> Location identification items:

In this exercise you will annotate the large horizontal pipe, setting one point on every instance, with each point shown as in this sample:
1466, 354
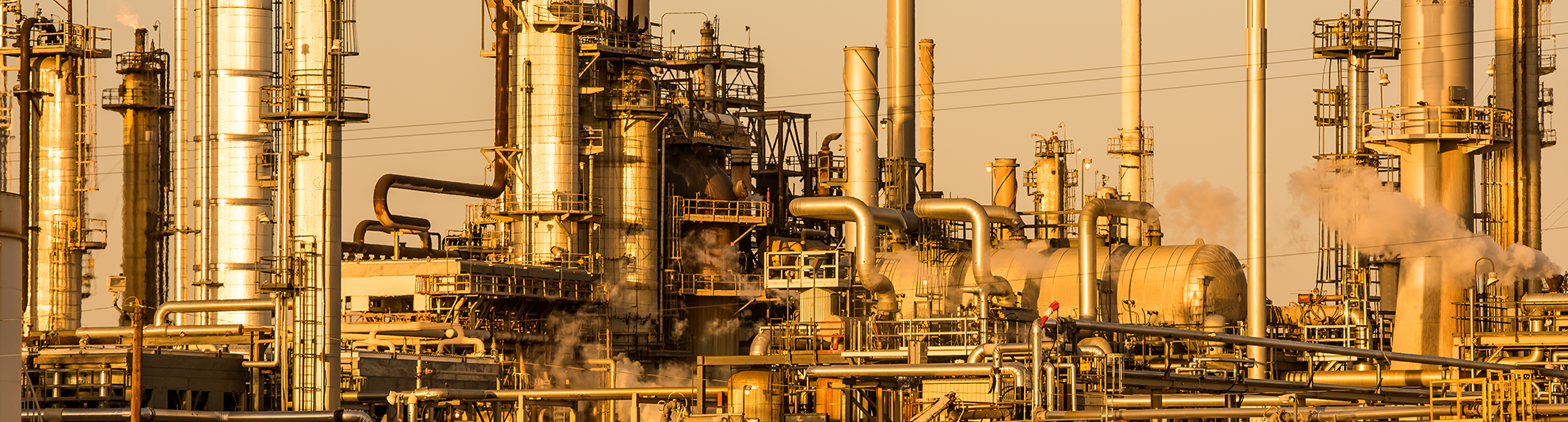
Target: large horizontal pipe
1019, 374
212, 306
866, 222
1007, 217
1372, 378
168, 332
150, 415
1235, 339
375, 226
1089, 219
1277, 413
963, 209
1209, 401
427, 394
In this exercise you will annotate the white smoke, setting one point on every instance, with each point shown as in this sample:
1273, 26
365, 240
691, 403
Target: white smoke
1371, 215
1206, 211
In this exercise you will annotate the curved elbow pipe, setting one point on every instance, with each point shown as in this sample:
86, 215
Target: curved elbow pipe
965, 209
375, 226
388, 182
851, 209
212, 306
1089, 270
1007, 217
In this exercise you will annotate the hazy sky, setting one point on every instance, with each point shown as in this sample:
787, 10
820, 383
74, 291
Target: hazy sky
1006, 70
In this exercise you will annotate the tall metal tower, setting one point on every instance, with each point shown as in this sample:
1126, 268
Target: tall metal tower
310, 107
1344, 275
59, 161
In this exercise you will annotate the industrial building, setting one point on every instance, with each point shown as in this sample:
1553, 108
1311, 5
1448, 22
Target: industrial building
654, 242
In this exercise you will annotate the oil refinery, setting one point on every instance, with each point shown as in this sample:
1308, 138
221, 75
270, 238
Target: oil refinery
656, 239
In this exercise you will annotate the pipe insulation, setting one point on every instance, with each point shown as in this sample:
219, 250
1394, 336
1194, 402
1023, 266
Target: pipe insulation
866, 222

> Exercise goal: Copy all of the lines above without changing a thing, but leave out the pictures.

> Answer to this exercise:
In this exercise you will annotate the large horizontal pipe, setting one point on every instance, with each point shown as in this sample:
1466, 354
Target: large horizontal pipe
1019, 374
212, 306
866, 222
1007, 217
1372, 378
168, 332
150, 415
1235, 339
375, 226
1089, 219
1277, 413
963, 209
1209, 401
427, 394
In this exercise you will annotate the white smoke, setting one point on every instance, with each point shown as in this sample:
1273, 26
365, 240
691, 403
Target: white smoke
1371, 215
1206, 211
In this exercise you will annotate the curved elbow pipe, setting one point on every instance, with each point shown as in this sample:
86, 215
Target: curved elbow pipe
965, 209
375, 226
388, 182
851, 209
212, 306
1089, 270
1007, 217
In this exercise you will annotate the hazy sky, setting one point on every instance, with each point shown as in this sample:
787, 10
820, 383
74, 291
Target: hazy sky
1006, 70
In this exercise you will annotate the tall metal tower, setting one point on every instance, with each point shown as in this sample:
1126, 268
Target: tall metal tower
310, 107
1344, 275
59, 161
In this exercise you will annotate the industrial building, setting one point on every instance, with each point shown as in this sample:
1553, 108
1311, 5
1448, 22
Target: industrial building
654, 242
In this exercise you will annotate the oil refinery, setting one point on every instance, with each point shown as in this sample:
1308, 138
221, 75
270, 238
Target: oil refinery
656, 239
In this exercise you will annotate the pipe insulation, setting one point on every instance, with each point shown as in this sample:
219, 250
1394, 336
1194, 402
1023, 266
Target: pipe insulation
866, 222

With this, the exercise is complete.